### Your goal:
Could you restate exactly the lines that begin at the line with "Detection task: determine if any blurred pink" and end at the final line of the data?

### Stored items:
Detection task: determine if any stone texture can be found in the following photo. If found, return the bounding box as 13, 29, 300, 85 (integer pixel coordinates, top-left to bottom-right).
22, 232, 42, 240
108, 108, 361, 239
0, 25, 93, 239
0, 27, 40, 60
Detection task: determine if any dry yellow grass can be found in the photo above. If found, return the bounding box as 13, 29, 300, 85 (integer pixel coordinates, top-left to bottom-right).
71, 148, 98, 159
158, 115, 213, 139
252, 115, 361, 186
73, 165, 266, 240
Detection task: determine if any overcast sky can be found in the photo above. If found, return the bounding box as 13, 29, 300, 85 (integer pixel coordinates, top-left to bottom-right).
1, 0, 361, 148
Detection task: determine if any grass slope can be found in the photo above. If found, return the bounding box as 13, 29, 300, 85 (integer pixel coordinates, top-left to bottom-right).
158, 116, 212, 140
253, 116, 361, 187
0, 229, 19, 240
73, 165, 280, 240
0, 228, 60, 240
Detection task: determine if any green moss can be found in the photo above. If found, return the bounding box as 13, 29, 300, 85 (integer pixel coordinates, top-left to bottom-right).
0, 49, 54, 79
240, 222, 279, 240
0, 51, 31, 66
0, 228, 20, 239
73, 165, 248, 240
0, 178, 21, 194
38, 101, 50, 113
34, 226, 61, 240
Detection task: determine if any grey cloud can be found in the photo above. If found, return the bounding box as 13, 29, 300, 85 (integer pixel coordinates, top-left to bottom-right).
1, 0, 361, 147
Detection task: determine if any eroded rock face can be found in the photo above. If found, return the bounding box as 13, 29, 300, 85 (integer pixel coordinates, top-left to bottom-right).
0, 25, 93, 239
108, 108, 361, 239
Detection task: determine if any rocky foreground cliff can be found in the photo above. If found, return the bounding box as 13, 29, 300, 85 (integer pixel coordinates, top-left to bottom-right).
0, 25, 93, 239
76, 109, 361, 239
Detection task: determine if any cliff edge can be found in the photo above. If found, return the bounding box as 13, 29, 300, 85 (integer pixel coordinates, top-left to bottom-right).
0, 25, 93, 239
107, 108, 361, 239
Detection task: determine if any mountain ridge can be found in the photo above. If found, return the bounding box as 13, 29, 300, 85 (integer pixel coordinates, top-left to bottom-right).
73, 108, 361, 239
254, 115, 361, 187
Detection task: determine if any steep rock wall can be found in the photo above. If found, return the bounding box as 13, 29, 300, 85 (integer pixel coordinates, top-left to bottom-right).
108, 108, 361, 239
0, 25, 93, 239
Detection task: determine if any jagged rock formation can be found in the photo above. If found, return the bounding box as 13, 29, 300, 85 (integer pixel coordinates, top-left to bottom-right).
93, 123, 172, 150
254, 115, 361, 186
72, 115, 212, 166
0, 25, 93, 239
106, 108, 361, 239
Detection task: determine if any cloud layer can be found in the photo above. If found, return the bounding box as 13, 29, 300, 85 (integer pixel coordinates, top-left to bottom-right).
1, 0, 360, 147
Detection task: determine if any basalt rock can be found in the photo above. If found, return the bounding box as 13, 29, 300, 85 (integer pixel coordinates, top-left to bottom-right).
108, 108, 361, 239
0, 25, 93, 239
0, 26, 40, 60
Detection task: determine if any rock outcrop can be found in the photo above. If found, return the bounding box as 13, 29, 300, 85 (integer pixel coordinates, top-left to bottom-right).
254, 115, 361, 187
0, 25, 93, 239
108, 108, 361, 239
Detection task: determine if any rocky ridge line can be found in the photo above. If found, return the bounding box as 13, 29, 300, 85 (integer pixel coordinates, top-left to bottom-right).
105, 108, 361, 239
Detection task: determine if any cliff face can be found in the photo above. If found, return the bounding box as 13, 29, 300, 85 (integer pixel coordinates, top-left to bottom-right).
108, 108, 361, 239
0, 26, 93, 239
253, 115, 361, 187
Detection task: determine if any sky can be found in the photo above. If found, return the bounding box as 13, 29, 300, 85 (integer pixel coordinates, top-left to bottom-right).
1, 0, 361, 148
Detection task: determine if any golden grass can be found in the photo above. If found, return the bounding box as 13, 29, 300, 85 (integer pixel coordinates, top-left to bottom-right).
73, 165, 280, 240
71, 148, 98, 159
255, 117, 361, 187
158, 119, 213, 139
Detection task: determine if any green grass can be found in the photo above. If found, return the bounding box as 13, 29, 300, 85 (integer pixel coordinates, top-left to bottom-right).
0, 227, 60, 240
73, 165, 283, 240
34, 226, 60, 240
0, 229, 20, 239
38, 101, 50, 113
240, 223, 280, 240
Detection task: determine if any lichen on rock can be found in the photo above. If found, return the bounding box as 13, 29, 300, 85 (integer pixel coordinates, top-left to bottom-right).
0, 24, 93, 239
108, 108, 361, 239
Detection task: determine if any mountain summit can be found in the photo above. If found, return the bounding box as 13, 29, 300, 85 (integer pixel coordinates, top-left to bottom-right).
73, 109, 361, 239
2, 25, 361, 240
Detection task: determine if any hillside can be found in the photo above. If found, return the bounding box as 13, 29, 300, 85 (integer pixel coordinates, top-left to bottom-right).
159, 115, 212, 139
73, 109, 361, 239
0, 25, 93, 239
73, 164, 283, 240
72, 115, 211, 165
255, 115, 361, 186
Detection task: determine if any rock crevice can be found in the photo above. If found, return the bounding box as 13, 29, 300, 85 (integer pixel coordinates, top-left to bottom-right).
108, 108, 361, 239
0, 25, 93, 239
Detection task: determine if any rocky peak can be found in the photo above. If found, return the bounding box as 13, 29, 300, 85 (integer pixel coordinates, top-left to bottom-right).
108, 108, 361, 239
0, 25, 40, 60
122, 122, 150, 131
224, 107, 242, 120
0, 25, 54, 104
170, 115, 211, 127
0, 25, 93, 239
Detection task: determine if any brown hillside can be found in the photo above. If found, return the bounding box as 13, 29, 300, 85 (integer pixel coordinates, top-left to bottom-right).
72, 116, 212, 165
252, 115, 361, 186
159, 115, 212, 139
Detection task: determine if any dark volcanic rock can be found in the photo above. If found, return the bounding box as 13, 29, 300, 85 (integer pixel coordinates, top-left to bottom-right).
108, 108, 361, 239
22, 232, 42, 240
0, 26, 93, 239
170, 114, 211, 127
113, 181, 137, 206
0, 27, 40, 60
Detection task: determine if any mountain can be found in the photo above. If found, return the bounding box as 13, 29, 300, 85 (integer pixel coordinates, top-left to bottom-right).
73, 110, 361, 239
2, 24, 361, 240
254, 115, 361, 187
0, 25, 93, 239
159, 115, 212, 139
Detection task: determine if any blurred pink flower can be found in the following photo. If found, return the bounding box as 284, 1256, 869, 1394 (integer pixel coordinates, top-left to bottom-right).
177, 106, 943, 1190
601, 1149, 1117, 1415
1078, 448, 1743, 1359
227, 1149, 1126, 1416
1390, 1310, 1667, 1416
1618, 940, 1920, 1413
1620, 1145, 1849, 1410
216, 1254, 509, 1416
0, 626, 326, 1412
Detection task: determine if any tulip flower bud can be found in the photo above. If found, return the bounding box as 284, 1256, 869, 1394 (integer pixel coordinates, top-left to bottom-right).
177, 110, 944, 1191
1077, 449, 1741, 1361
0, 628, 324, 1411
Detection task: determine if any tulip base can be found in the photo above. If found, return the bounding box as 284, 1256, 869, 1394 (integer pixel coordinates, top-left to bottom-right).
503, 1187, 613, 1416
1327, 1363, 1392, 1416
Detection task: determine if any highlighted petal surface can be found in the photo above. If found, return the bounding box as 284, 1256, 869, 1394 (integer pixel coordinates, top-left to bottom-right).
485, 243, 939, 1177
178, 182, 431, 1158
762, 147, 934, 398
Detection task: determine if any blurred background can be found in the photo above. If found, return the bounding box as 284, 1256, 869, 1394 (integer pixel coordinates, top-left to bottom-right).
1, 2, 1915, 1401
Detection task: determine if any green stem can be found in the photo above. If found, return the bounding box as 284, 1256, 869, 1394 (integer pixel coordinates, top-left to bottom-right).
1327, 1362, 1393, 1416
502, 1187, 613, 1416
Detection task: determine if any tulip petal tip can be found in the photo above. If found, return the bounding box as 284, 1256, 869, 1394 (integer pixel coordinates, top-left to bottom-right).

### Output:
Detection task: determine if any blurred pink flower can be found in the following photo. If found, return the bounding box as 284, 1256, 869, 1394 (integer pixel coordinates, top-left to bottom-right).
177, 106, 943, 1190
601, 1149, 1117, 1415
1078, 448, 1743, 1359
227, 1149, 1126, 1416
1390, 1310, 1667, 1416
1618, 940, 1920, 1413
1620, 1145, 1849, 1410
216, 1254, 509, 1416
0, 626, 326, 1412
Detection task: determine if any tulip flower bud can be found in the photo above. If found, return the bounding box as 284, 1256, 869, 1394 (integer pixel coordinates, top-left to bottom-right).
177, 110, 944, 1191
1077, 449, 1741, 1361
0, 628, 324, 1411
Detection task: determine if any tulip base can be found in the photo above. If found, return the bounding box as 284, 1256, 869, 1394 (integer pixel coordinates, top-left to bottom-right).
503, 1187, 613, 1416
1327, 1363, 1392, 1416
Detection task: determine if any highlighted petal surface can be found in the photo above. If found, return the bounding box as 284, 1256, 869, 1394 (integer pixel coordinates, top-left to bottom-right).
485, 243, 939, 1177
178, 182, 431, 1158
762, 147, 934, 398
Detection task: determine if any blurred background can be found in the photo above. If found, return the bounding box as 284, 1256, 869, 1394 (integer pixel coordinates, top-left to bottom-right).
1, 2, 1915, 1401
Detection task: determine if any green stem can be found in the photo above. If found, return the bounding box as 284, 1256, 869, 1394 (integer pixel coordinates, top-left to bottom-right).
1327, 1362, 1393, 1416
502, 1187, 613, 1416
Detection task: determine if any tulip petal tip can be found in the photo above. If found, return the bounding box as 284, 1256, 869, 1394 (integer pixel coordinates, top-left to bottom-right).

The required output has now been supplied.